▶ **Extracted records**
::::::::::

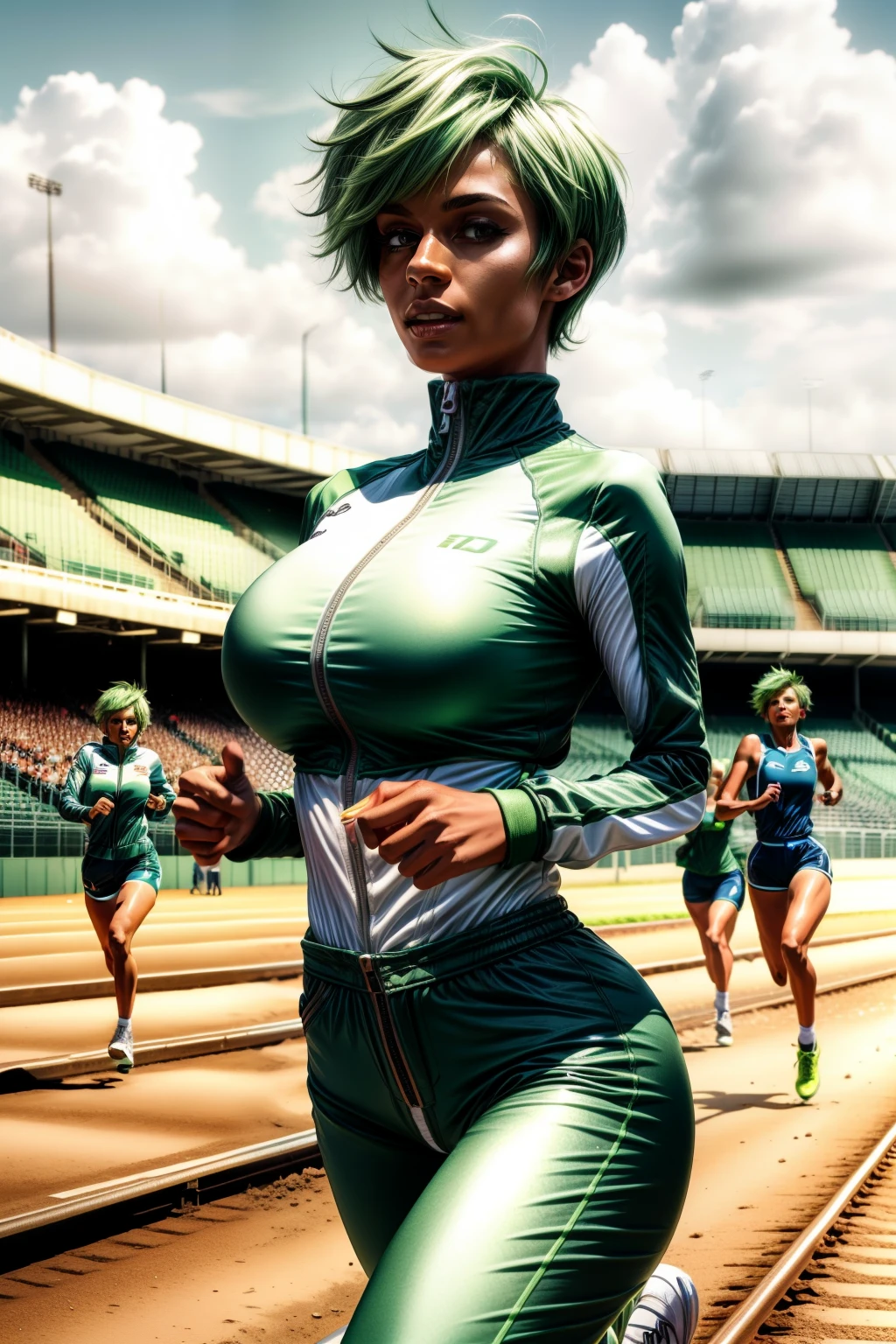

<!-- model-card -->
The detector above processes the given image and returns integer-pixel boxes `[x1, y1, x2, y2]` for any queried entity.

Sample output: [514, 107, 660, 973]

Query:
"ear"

::::::::::

▶ **Written instruction**
Rewrite every line of the items above as a numbered list. Drop the blank lines and leave out the pictures.

▶ **Final result**
1. <!-- model-card -->
2. The detector above processes the given image and returns integer-pixel boxes `[x1, y1, x2, y2]` for any queried entity.
3. Sample output: [514, 107, 660, 973]
4. Query:
5. "ear"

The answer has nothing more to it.